### Selected excerpt:

+ + + +

Eriocalyxin B induces ferroptosis through SIRT3 inhibition in triple-negative breast cancer

Background

Triple-negative breast cancer (TNBC), a highly aggressive and heterogeneous breast cancer subtype, remains clinically challenging due to the paucity of actionable therapeutic targets. The unique metabolic landscape of TNBC, characterized by elevated iron and lipid levels, renders it particularly susceptible to ferroptosis, positioning this cell death modality as a promising therapeutic avenue. Eriocalyxin B (Eri B), a natural diterpenoid, exhibits multifaceted anticancer properties that warrant further investigation.

Object

To elucidate the therapeutic mechanism of Eri B-induced ferroptosis in TNBC.

Method

In this study, the anti-proliferative effects of Eri B on TNBC cells were evaluated using cell colony formation assays, three-dimensional tumor sphere formation assays, EdU incorporation assays, and analysis of the proliferation marker Ki-67. The anti-metastatic potential of Eri B was assessed through wound healing assays, transwell migration assays, immunofluorescence staining, and western blot analysis. Furthermore, RNA sequencing (RNA-seq), flow cytometry, transmission electron microscopy, and western blotting demonstrated that Eri B induces ferroptosis in TNBC cells. Molecular docking, surface plasmon resonance (SPR), and cellular thermal shift assays (CETSA) provided evidence of a direct interaction between Eri B and signal transducer and activator of transcription 3 (STAT3). Moreover, the efficacy and underlying mechanism of Eri B were further validated through SIRT3 overexpression experiments and by employing a STAT3 activator, colivelin. In vivo anti-TNBC activity was confirmed using a xenografted tumor model combined with bioluminescence imaging.

+ + + +

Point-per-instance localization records
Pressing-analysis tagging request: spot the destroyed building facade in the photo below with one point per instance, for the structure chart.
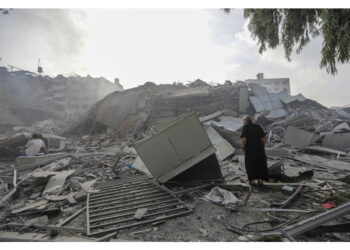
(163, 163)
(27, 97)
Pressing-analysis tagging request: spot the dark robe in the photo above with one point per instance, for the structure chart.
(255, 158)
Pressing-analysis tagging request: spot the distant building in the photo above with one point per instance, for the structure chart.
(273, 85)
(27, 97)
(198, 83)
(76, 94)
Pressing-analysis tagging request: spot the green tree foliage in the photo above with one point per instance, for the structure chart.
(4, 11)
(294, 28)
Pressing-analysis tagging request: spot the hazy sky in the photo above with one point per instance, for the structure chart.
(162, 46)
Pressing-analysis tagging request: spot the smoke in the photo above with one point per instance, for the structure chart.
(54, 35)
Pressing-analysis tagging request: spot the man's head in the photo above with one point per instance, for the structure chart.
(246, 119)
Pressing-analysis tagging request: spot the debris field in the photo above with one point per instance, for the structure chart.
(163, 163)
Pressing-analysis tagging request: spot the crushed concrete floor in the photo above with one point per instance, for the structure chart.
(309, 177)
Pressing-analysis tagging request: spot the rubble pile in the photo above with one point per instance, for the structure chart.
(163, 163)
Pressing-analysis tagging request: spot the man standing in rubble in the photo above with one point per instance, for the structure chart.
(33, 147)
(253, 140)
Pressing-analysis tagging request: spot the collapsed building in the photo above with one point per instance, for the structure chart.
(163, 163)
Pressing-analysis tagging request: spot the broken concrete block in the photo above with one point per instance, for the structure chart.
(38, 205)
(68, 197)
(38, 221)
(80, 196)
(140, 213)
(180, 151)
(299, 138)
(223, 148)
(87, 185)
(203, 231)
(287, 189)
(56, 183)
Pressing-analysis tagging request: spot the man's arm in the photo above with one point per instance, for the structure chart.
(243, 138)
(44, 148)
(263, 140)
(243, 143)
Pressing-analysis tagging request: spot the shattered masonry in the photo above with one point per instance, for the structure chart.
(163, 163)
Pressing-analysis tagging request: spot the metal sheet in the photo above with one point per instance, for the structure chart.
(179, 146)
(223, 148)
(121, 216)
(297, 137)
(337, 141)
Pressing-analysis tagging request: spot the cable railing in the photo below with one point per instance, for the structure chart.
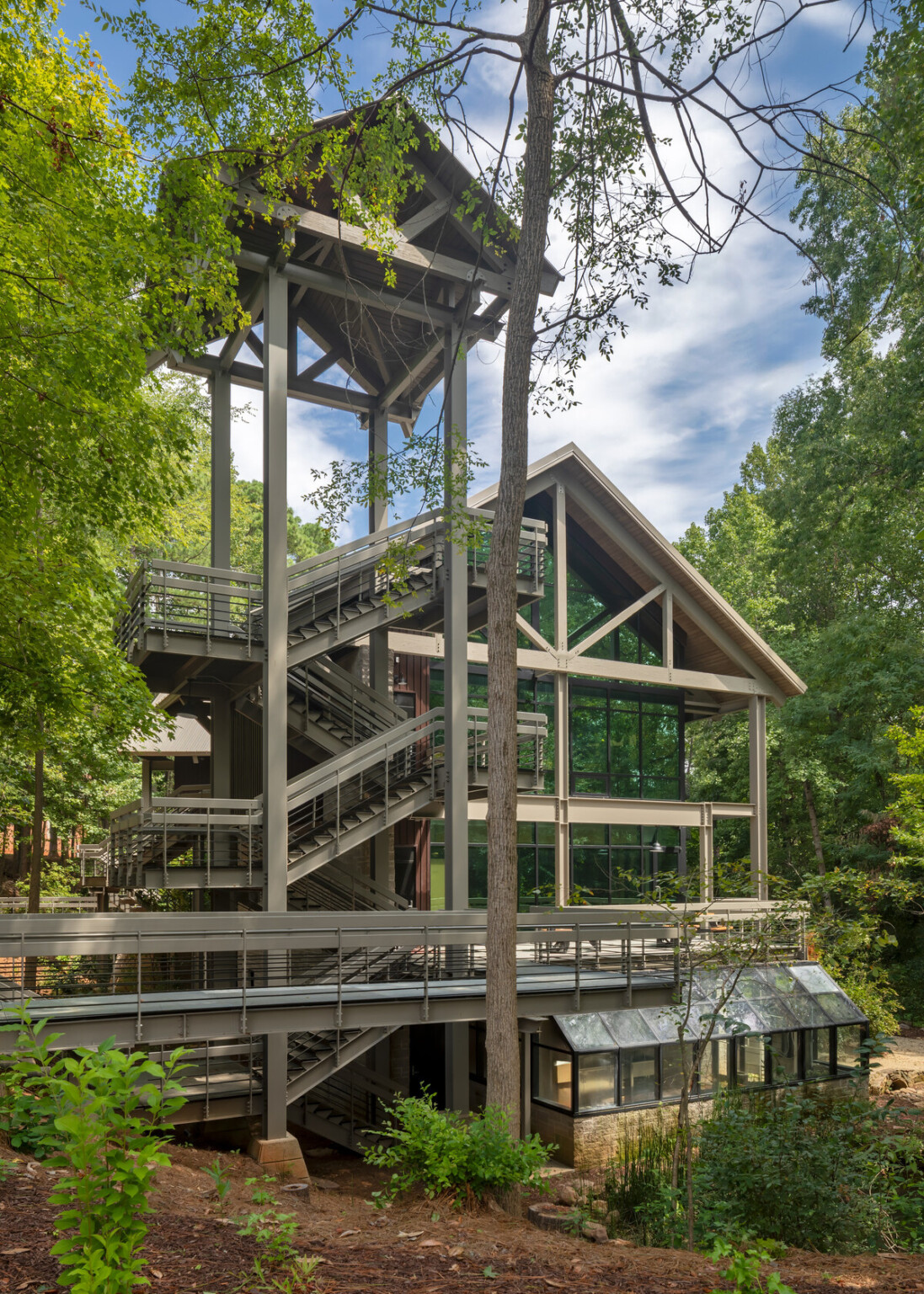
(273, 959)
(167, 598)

+ + + +

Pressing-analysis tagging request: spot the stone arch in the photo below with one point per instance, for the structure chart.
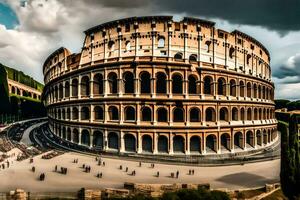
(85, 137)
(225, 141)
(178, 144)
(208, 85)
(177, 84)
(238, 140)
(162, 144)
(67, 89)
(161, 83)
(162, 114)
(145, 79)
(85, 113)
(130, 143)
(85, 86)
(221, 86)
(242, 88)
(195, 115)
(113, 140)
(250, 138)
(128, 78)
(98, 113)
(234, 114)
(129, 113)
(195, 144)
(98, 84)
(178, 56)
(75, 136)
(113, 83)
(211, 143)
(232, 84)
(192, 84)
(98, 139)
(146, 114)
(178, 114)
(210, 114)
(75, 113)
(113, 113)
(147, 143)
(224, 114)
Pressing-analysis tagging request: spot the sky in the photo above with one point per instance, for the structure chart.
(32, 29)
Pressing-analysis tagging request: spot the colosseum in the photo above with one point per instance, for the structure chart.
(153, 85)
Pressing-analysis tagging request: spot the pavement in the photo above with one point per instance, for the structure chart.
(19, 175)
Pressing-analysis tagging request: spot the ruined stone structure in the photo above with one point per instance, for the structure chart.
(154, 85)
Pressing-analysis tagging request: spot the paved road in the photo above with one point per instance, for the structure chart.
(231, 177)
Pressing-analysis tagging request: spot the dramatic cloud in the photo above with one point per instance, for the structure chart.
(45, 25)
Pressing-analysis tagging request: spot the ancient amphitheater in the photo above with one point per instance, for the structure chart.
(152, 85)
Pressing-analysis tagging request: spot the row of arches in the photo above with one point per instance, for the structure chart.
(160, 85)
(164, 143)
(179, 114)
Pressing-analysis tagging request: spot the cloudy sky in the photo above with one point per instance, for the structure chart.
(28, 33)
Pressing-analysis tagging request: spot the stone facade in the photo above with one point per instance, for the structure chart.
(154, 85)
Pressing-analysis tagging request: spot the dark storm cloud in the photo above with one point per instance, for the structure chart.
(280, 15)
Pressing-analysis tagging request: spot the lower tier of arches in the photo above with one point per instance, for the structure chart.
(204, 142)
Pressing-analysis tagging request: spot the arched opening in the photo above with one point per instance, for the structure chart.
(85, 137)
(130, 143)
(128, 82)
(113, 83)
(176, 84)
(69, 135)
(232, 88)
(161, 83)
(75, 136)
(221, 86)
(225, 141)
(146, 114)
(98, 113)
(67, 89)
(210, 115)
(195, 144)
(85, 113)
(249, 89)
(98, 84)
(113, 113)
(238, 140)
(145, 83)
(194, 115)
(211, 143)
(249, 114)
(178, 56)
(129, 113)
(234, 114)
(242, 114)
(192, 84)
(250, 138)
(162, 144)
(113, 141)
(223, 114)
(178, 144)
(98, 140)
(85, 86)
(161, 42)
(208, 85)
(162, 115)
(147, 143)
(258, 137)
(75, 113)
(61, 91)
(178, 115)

+ + + +

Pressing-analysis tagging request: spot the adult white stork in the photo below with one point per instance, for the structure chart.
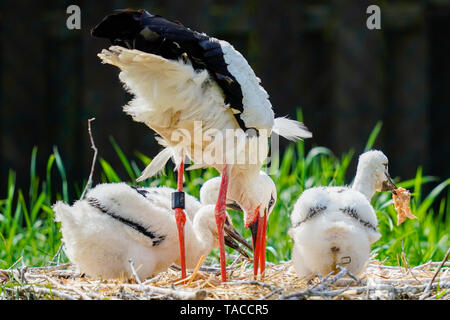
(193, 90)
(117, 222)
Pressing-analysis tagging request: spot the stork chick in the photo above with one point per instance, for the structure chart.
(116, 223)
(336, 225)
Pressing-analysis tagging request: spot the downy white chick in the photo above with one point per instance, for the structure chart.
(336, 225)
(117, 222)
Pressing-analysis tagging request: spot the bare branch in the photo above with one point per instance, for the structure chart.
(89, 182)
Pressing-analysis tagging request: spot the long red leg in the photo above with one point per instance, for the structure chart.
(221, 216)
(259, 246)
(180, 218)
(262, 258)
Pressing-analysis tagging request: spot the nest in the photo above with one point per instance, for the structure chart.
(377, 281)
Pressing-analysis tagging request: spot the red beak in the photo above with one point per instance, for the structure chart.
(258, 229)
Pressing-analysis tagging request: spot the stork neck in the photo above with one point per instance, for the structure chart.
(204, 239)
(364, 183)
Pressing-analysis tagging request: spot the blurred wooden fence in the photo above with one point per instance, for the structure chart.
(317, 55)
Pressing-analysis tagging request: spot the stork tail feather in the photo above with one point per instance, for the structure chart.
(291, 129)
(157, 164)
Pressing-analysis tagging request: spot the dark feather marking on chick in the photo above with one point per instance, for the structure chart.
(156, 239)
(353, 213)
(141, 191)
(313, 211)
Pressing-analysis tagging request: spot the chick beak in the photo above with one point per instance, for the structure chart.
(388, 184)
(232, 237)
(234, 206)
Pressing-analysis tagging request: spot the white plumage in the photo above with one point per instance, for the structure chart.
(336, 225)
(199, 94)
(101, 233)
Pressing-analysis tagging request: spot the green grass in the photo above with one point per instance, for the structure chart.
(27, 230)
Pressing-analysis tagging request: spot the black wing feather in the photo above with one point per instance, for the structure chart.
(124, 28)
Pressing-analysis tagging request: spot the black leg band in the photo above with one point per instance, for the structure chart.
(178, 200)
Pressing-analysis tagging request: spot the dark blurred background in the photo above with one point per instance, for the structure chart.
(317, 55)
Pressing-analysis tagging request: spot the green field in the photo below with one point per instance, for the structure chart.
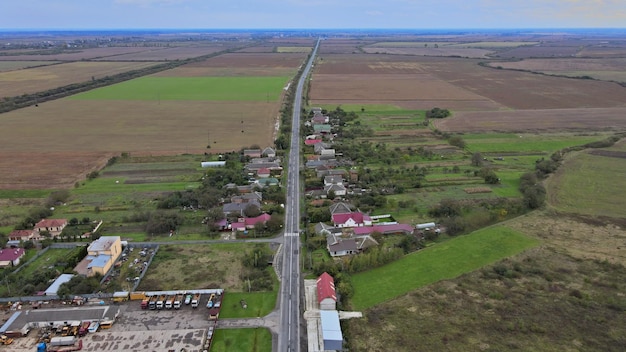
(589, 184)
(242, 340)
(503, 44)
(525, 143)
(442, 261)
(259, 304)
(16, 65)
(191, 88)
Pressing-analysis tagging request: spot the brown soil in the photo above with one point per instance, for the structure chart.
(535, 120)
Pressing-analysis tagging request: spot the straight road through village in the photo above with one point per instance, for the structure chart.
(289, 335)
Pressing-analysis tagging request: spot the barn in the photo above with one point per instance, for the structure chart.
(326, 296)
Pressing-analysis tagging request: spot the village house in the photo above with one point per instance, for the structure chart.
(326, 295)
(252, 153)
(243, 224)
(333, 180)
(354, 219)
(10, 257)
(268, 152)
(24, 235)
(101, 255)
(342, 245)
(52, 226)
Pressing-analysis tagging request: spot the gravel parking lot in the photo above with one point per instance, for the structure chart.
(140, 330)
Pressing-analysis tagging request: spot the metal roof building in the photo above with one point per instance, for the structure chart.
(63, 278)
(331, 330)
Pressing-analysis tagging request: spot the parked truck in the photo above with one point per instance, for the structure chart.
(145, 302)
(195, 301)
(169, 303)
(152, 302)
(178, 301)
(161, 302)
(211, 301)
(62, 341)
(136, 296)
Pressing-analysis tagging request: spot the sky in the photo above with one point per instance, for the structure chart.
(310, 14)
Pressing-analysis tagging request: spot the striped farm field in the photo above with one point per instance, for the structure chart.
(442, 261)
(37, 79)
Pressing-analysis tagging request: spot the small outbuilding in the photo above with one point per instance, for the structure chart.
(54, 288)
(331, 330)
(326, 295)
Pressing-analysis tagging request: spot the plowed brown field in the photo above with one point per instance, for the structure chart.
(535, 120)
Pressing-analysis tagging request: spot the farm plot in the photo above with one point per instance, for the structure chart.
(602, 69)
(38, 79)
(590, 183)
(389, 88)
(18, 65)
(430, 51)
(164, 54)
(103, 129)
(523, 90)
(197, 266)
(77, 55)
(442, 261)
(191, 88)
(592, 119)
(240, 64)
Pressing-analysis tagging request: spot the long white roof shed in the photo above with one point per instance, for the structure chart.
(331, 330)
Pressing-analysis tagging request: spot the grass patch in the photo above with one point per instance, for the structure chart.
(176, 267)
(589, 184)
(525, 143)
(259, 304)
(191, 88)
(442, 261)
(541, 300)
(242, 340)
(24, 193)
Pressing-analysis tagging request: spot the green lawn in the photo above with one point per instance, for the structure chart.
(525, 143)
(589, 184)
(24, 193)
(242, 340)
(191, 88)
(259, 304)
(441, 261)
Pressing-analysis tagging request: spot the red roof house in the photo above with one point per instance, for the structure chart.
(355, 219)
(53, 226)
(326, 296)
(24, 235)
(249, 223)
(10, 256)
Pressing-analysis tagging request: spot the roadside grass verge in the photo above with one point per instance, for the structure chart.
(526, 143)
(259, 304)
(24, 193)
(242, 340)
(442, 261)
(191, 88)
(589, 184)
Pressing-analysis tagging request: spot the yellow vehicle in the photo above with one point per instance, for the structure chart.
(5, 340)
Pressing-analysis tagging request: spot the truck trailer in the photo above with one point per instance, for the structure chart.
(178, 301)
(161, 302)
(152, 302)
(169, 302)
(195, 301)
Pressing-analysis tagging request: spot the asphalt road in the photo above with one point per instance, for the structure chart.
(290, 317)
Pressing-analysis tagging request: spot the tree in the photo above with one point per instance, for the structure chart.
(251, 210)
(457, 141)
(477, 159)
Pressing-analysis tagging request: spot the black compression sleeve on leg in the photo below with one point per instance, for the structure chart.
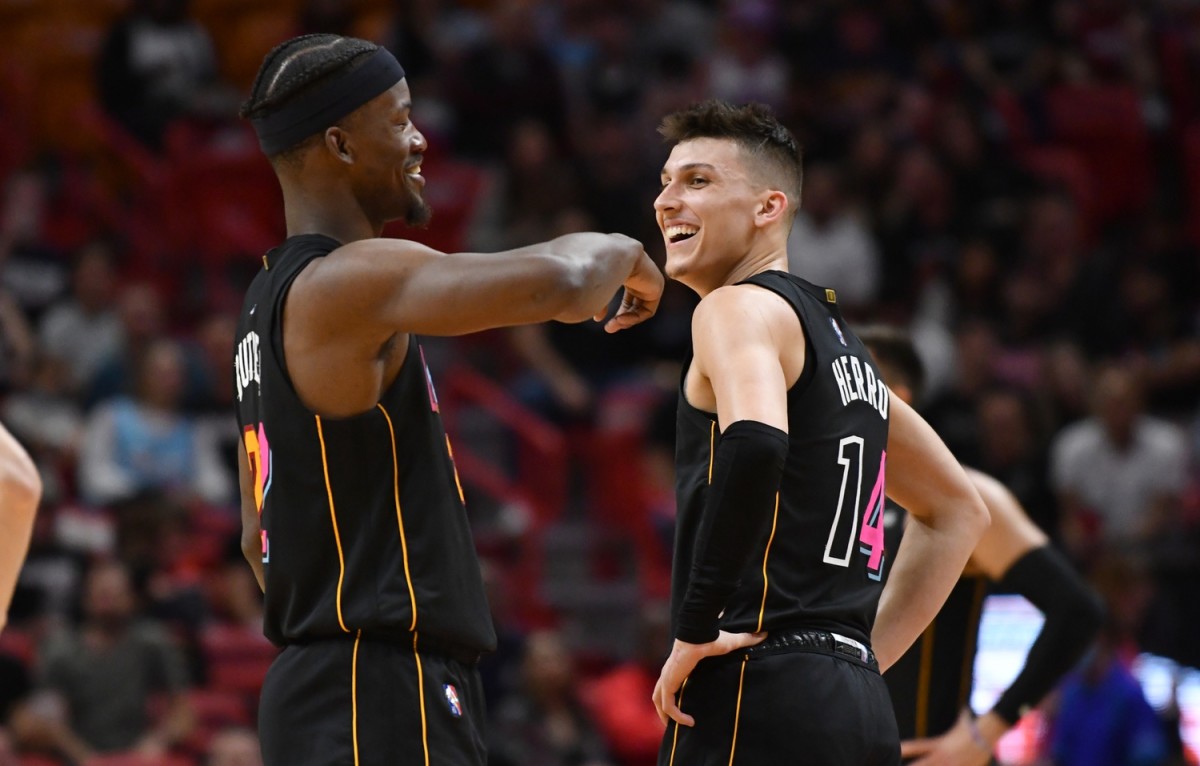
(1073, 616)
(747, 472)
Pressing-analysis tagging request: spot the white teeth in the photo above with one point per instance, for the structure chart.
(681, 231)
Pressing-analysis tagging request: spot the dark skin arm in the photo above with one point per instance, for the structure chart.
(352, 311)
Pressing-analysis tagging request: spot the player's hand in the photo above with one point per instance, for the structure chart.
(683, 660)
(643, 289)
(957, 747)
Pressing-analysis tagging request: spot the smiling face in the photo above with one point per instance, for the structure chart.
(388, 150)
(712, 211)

+ + + +

### Work request 1:
In the abstract, which STAT3 activator was used to validate Eri B's mechanism?
### Work request 2:
Write out everything in the abstract from "Triple-negative breast cancer (TNBC), a" down to "warrant further investigation.".
Use only the abstract, not the records, to respond.

### Expected output 1:
Colivelin.

### Expected output 2:
Triple-negative breast cancer (TNBC), a highly aggressive and heterogeneous breast cancer subtype, remains clinically challenging due to the paucity of actionable therapeutic targets. The unique metabolic landscape of TNBC, characterized by elevated iron and lipid levels, renders it particularly susceptible to ferroptosis, positioning this cell death modality as a promising therapeutic avenue. Eriocalyxin B (Eri B), a natural diterpenoid, exhibits multifaceted anticancer properties that warrant further investigation.